* [ASSIGNMENT 1] From the text on vulvar cancer, copy out the passage that begins at the words "What Is It?" and stops after "vulvar intraepithelial neoplasia.".
* [ASSIGNMENT 2] In the text on vulvar cancer, what share of vulvar cancers does the American Cancer Society estimate are melanoma?
* [ASSIGNMENT 3] Continue the text on vulvar cancer from where it stops.

* [TEXT SEGMENT]
★ ★ ★ ★ ★ ★ ★
What Is It?
Vulvar cancer occurs in the vulva, the external genital area of a woman's reproductive system. Vulvar cancer can affect any part of the vulva, including the labia, the mons pubis (the skin and tissue that cover the pubic bone), the clitoris, or the vaginal or urethral openings. Most commonly, it affects the inner edges of the labia majora or labia minora.
According to the American Cancer Society, more than 90% of vulvar cancers are squamous cell carcinomas. This type of cancer starts in the squamous cells, the main type of cells that make up the skin. Squamous cell cancer usually develops slowly over many years. Before the cancer forms, abnormal cells usually develop in the surface layer of the skin, called the epithelium. This condition is called vulvar intraepithelial neoplasia.
The second most common form of cancer of the vulva is melanoma. The American Cancer Society estimates that melanoma accounts for about 4% of vulvar cancers and usually occurs on the labia minora or the clitoris. More uncommon forms of vulvar cancer include Bartholin gland adenocarcinoma and Paget's disease. Less than 2% of vulvar cancers are sarcomas, cancer of the connective tissue underlying the skin. Sarcomas can occur at any age.
★ ★ ★ ★ ★ ★ ★
* [RECORDS SHOWN]
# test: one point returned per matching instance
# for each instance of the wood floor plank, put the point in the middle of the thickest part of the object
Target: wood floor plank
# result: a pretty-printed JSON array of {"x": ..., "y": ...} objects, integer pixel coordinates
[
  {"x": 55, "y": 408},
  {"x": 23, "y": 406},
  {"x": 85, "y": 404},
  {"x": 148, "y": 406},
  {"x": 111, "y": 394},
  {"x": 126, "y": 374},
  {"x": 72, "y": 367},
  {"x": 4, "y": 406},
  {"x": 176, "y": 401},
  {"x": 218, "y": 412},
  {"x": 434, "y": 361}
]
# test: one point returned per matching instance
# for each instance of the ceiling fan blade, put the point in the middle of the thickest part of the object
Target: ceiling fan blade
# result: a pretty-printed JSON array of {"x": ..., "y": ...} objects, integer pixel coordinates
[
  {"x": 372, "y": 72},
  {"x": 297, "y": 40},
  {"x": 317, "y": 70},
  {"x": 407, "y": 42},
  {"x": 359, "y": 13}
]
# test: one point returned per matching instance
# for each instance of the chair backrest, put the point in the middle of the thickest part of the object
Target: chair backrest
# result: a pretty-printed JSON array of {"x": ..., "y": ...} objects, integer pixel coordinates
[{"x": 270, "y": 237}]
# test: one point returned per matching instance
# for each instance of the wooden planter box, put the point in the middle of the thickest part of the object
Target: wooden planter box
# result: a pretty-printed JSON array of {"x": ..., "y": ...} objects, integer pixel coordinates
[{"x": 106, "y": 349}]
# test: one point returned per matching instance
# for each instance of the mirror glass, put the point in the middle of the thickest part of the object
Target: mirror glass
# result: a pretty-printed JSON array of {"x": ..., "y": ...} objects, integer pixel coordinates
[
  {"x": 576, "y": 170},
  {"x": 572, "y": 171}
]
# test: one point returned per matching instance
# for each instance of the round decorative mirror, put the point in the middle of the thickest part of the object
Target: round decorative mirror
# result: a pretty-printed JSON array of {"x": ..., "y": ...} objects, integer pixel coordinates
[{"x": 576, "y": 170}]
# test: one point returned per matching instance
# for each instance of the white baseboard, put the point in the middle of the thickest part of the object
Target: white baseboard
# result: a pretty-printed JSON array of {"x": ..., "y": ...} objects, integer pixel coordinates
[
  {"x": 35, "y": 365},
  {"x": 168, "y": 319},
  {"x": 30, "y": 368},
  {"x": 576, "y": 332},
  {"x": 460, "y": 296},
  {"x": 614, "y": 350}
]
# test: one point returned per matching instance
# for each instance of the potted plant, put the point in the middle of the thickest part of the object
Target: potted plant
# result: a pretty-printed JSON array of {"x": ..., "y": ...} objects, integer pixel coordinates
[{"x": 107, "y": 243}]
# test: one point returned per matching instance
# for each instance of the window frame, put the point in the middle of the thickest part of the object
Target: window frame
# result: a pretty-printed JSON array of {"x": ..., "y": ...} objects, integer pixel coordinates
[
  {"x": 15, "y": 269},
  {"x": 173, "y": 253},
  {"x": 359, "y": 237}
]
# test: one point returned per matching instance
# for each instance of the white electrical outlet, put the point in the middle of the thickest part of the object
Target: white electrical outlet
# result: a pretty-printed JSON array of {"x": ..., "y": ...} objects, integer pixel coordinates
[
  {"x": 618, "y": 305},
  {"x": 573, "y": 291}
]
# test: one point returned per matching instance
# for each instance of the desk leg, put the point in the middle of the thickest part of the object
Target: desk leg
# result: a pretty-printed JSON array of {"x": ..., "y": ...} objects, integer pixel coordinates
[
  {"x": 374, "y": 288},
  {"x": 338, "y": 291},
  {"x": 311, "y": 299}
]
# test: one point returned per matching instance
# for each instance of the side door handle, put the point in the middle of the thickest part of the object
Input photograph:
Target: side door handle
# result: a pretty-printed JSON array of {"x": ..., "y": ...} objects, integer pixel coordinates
★ ★ ★ ★ ★ ★ ★
* [RESPONSE AREA 1]
What Is It?
Vulvar cancer occurs in the vulva, the external genital area of a woman's reproductive system. Vulvar cancer can affect any part of the vulva, including the labia, the mons pubis (the skin and tissue that cover the pubic bone), the clitoris, or the vaginal or urethral openings. Most commonly, it affects the inner edges of the labia majora or labia minora.
According to the American Cancer Society, more than 90% of vulvar cancers are squamous cell carcinomas. This type of cancer starts in the squamous cells, the main type of cells that make up the skin. Squamous cell cancer usually develops slowly over many years. Before the cancer forms, abnormal cells usually develop in the surface layer of the skin, called the epithelium. This condition is called vulvar intraepithelial neoplasia.

* [RESPONSE AREA 2] About 4%.

* [RESPONSE AREA 3]
According to the American Cancer Society, vulvar cancer is uncommon, accounting for approximately 4% of cancers of the female reproductive system and 0.6% of all cancers in women. Seventy-fivepercent of women who have vulvar cancer are over 50 years old, and two-thirds of women are older than 70 when first diagnosed. However, more cases are occurring in younger women. Fifteen percent of new cases now appear in women under 40 years old.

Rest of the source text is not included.